Ha habido una derecha reaccionaria e integrista, convencida de que el orden social podía legitimarse únicamente bajo el monopolio de una religión católica intransigente, a cuya Iglesia quedaría subordinado el Estado. El carlismo fue su manifestación más característica, aunque hoy, tanto éste como el integrismo católico representen una tendencia claramente marginal. La CEDA representó un caso ambiguo en relación con la derecha católica. Al no aceptar el Estado liberal-democrático como base de su acción política, no puede considerarse un partido democristiano, pero su accidentalismo en cuanto a las formas de gobierno la distinguió netamente del carlismo, si bien no del integrismo.
La derecha monárquica, autoritaria pero reformadora, para la cual -en gran medida dentro de la tradición del despotismo ilustrado- los pueblos no necesitan política, sino una administración eficaz, ocupa también un lugar secundario en la actualidad, y así ha sido siempre que el régimen constitucional ha regido en España, con la rara excepción del breve gobierno de Bravo Murillo en los años cincuenta del siglo pasado. Una administración, por cierto – y esto es importante señalarlo en el caso español- antes civil que militar, entendida como el mejor antídoto contra los pronunciamientos y la intromisión del ejército en el gobierno.

* * * *

* _Tarea 1_:
Escala los registros que van desde la línea que contiene "# test: pin the door" hasta la que contiene "point(47, 170)", ambas incluidas, y cópialos enteros. Multiplica por 1,85 solo las coordenadas de los puntos de respuesta, redondeando al entero más próximo con las mitades hacia arriba, y deja igual todo lo demás, también las coordenadas de muestra.
El texto y los registros no guardan relación entre sí.

* * * *

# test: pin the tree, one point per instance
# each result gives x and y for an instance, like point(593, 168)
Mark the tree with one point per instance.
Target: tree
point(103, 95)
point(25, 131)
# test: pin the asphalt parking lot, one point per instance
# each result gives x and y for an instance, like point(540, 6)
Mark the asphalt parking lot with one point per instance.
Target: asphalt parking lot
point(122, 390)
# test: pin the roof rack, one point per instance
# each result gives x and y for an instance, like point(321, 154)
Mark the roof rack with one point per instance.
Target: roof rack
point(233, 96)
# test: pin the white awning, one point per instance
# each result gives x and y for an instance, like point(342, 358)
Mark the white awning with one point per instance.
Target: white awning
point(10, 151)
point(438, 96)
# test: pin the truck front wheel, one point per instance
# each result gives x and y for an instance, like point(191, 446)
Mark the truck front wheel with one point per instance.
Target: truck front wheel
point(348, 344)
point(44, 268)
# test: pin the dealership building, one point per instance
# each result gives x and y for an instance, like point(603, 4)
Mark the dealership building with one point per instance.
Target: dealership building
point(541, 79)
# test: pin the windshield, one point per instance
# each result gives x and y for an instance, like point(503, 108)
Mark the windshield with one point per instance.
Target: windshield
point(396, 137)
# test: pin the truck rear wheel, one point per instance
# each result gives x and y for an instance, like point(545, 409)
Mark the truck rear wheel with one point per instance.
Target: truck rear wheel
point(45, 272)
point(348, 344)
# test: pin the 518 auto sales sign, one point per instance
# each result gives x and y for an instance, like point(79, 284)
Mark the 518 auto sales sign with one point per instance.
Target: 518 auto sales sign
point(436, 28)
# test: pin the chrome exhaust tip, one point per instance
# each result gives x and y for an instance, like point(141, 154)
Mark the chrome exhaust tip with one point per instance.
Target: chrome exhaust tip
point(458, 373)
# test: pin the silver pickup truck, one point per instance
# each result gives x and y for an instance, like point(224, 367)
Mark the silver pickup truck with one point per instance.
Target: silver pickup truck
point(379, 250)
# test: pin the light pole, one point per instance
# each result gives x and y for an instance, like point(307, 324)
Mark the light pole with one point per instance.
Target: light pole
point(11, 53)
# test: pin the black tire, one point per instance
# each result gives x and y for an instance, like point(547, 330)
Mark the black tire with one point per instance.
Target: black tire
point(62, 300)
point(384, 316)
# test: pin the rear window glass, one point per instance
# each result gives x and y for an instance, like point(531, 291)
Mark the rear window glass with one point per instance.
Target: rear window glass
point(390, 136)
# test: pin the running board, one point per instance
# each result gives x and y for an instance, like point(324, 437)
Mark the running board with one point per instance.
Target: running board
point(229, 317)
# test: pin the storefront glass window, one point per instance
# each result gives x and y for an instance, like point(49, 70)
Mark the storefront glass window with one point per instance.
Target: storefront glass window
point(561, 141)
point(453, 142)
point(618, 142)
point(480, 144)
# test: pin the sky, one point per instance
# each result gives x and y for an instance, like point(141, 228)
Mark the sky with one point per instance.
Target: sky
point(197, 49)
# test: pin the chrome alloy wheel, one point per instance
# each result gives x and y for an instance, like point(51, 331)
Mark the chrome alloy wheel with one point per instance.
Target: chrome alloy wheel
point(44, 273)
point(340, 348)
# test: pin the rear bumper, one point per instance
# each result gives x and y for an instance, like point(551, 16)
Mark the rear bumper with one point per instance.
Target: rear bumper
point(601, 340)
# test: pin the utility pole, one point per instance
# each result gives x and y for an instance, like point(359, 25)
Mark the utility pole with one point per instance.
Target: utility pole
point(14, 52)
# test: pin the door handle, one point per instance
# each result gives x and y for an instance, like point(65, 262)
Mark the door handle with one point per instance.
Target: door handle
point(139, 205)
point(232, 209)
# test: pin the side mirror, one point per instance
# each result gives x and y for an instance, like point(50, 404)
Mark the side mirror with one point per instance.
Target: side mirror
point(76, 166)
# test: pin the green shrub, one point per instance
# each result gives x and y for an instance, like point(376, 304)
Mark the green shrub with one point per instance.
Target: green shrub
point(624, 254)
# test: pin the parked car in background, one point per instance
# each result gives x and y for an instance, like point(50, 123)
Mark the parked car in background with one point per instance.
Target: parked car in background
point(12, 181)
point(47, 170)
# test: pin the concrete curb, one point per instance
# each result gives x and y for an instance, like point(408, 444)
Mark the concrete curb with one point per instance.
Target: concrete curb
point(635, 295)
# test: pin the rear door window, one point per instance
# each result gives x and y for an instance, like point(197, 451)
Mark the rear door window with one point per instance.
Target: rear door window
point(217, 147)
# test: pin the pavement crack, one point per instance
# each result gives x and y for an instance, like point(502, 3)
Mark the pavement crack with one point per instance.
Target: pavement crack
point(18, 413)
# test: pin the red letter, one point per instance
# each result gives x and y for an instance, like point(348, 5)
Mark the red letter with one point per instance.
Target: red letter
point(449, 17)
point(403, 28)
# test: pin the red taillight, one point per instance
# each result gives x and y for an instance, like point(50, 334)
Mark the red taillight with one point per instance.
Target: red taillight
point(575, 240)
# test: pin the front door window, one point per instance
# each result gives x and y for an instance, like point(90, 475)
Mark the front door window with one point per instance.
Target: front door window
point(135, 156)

* * * *

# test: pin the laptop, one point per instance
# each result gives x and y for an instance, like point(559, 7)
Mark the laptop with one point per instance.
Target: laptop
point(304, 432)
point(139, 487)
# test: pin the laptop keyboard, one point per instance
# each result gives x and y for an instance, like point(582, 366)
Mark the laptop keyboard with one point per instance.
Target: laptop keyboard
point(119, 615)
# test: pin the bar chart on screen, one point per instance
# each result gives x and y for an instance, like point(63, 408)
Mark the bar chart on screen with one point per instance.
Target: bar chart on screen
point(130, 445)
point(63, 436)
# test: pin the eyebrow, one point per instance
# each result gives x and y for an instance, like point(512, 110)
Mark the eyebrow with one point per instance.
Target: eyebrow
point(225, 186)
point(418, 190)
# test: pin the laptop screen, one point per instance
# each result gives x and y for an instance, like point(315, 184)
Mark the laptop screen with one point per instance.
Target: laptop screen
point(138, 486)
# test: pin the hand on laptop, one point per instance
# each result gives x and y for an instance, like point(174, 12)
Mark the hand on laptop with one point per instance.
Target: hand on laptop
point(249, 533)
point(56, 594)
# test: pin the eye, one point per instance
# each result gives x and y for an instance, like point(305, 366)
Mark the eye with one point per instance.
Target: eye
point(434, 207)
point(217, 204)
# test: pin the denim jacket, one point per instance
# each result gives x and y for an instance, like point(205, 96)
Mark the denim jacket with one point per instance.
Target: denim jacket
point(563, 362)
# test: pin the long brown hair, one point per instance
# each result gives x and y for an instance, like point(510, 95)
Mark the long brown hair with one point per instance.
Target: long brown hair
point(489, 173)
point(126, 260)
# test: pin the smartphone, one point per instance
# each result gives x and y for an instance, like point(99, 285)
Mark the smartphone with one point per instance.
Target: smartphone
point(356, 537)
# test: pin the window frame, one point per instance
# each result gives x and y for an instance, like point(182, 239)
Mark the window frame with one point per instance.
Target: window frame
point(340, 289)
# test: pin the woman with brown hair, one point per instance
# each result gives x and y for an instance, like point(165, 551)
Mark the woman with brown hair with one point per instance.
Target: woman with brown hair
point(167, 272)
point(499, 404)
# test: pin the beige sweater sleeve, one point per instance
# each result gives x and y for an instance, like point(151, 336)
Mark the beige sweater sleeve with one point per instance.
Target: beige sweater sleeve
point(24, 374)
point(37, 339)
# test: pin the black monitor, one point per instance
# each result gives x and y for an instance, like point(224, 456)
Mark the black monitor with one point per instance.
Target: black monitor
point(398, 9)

* * * *

* _Tarea 2_:
Responde según el fragmento sobre la derecha española:
(a) ¿Cuál fue la manifestación más característica de la derecha reaccionaria e integrista?
(b) ¿Qué gobierno se menciona como rara excepción en la que la derecha monárquica reformadora no ocupó un lugar secundario?
(c) ¿Contra qué se entendía como mejor antídoto una administración civil antes que militar?

* _Respuesta 1_:
# test: pin the door handle, one point per instance
# each result gives x and y for an instance, like point(65, 262)
Mark the door handle with one point per instance.
Target: door handle
point(257, 379)
point(429, 387)
# test: pin the side mirror, one point per instance
# each result gives x and y for an instance, like point(50, 404)
Mark the side mirror with one point per instance.
Target: side mirror
point(141, 307)
# test: pin the green shrub, one point per instance
# each result gives x and y for an instance, like point(376, 304)
Mark the green shrub with one point per instance.
Target: green shrub
point(1154, 470)
# test: pin the parked car in background, one point per instance
# each result gives x and y for an instance, like point(50, 123)
Mark the parked car in background with one point per instance.
Target: parked car in background
point(22, 335)
point(87, 315)

* _Respuesta 2_:
(a) El carlismo.
(b) El breve gobierno de Bravo Murillo en los años cincuenta del siglo pasado.
(c) Contra los pronunciamientos y la intromisión del ejército en el gobierno.